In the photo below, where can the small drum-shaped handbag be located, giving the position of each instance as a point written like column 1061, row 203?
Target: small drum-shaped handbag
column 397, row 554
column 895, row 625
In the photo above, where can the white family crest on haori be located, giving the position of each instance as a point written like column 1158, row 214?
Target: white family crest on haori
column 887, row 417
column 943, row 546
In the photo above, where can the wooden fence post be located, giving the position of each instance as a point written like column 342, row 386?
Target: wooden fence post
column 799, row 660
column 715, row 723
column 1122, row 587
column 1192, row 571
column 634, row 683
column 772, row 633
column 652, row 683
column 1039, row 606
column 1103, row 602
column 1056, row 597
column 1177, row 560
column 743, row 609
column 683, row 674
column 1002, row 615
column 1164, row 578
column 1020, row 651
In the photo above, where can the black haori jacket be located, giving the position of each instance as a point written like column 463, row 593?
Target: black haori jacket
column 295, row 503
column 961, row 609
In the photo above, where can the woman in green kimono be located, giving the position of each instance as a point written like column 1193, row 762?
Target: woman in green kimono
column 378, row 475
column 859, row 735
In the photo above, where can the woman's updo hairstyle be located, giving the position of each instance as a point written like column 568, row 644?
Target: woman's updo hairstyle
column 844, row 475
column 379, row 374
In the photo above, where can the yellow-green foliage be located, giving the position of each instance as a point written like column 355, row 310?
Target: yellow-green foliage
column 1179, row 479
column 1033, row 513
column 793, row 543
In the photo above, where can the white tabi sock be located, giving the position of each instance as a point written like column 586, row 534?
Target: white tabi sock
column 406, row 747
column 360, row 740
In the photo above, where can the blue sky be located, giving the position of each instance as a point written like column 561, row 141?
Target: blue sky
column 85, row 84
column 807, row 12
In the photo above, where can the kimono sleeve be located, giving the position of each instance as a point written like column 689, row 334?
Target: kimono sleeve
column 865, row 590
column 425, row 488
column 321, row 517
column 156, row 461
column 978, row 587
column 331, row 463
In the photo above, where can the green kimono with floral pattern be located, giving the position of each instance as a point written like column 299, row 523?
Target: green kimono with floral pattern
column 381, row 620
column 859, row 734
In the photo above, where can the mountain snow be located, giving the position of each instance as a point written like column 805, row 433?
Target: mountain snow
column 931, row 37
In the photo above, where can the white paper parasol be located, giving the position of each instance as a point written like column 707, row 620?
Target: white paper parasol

=== What is being asked ===
Put the items starting with the line that contains "In the photo above, where can the black" and going on through the line that contains "column 961, row 609" into a two-column CSV with the headers item and answer. Give one row per item, with each field in quotation marks and line breaks changed to spaces.

=== Task response ===
item,answer
"In the photo above, where can the black haori jacket be located, giving the position of each instance as a point written like column 463, row 593? Target: black haori jacket","column 295, row 503 column 961, row 609"